╔══

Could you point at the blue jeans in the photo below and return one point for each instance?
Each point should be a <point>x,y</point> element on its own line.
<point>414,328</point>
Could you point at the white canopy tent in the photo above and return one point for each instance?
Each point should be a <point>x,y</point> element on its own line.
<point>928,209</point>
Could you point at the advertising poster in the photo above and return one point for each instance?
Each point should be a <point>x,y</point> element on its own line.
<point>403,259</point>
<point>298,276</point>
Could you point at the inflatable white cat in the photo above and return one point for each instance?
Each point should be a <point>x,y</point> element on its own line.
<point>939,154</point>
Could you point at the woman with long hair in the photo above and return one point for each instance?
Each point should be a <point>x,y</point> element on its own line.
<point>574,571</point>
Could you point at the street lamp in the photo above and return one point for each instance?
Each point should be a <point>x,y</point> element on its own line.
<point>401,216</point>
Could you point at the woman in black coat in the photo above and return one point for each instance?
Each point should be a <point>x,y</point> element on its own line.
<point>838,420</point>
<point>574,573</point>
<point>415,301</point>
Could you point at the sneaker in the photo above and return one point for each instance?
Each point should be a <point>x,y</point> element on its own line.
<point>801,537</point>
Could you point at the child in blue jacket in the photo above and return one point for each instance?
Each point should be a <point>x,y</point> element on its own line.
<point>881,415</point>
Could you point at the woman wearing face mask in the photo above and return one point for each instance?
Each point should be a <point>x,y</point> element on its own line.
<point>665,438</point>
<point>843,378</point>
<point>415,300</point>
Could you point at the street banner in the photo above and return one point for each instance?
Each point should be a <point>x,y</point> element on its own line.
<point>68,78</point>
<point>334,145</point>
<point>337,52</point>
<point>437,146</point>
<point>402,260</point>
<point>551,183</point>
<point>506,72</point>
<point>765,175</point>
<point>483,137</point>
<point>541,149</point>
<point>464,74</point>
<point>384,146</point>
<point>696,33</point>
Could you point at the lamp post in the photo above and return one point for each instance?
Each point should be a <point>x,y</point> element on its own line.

╚══

Stated exercise: Copy every entry above word for word, keeping each line in its original order.

Output of the exercise:
Could you point at the blue jeans in the photo below and return one point for each instance?
Each point should be a <point>x,y</point> element on its own line.
<point>414,328</point>
Could you point at the white canopy tent in the photo above and return one point for each instance?
Each point should be a <point>x,y</point> element on its own line.
<point>928,209</point>
Could you point at the advertising poster in the photo above and return one point for each instance?
Each point should be a <point>x,y</point> element on its own line.
<point>403,259</point>
<point>298,276</point>
Could you point at the inflatable white cat in the photo above and return one point for each instance?
Each point should be a <point>x,y</point> element on its own line.
<point>939,154</point>
Could you point at the woman with long hair in the photo above and return one point for each instance?
Each point should be a <point>x,y</point> element on its own line.
<point>574,571</point>
Could you point at the street lamp in the photo above and return one point for each instance?
Each point should be a <point>x,y</point> element on its own line.
<point>401,216</point>
Could you point at the woman in black coat in the photo above and return one point for each instance?
Each point should be a <point>x,y</point> element on its own line.
<point>838,420</point>
<point>574,573</point>
<point>415,301</point>
Could you point at the sneaker in the photo above and return one point for each instance?
Each point should be a <point>x,y</point> element on its own line.
<point>801,537</point>
Could you point at the child in blue jacket in the photo above and return one point for each instance?
Each point should be a <point>x,y</point> element on its own line.
<point>881,415</point>
Could you point at the woman wearing face mask in the photo above and return one point for each instance?
Each point should be a <point>x,y</point> element on its own line.
<point>665,438</point>
<point>843,378</point>
<point>415,300</point>
Could you point at the street banner in the photo above and return one point for each instance?
Each point should be a <point>x,y</point> element on its own line.
<point>68,78</point>
<point>334,145</point>
<point>337,52</point>
<point>437,146</point>
<point>402,260</point>
<point>551,183</point>
<point>506,72</point>
<point>765,175</point>
<point>483,137</point>
<point>541,149</point>
<point>464,74</point>
<point>384,146</point>
<point>696,33</point>
Could you point at the lamp post in the photo above and return one point for each instance?
Each point should be a <point>x,y</point> element on its own line.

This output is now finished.